AIM OF THE TASK:
For the records that follow, restate each one word for word and leave the images behind.
· · ·
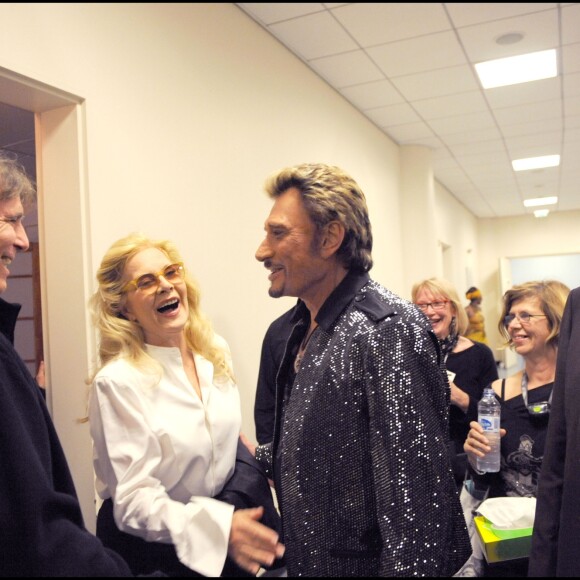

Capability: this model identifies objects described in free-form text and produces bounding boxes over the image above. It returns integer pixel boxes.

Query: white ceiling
[236,2,580,219]
[1,4,578,220]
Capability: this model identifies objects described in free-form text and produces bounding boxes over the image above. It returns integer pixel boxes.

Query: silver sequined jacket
[256,271,471,577]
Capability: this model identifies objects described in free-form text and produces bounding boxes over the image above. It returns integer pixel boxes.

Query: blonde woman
[412,278,498,489]
[88,233,284,577]
[464,280,570,577]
· · ·
FINAL ANSWER:
Capability: this model identifies objects described in free-form text and produces bounding boxes over the image above. It returns integer pixel boxes.

Query: white ceiling
[236,2,580,219]
[1,4,578,220]
Capability: this model identifies objects described in free-form text and produces bounding boxes over the image above. It returns integer pixel boxes.

Query: silver sequined jacket
[256,271,471,577]
Capability: this model identifies objects described in free-form text and produces bounding boxes over the image above. It returns integer pixel boxes.

Query: blonde woman
[412,278,498,489]
[88,233,284,577]
[464,280,570,577]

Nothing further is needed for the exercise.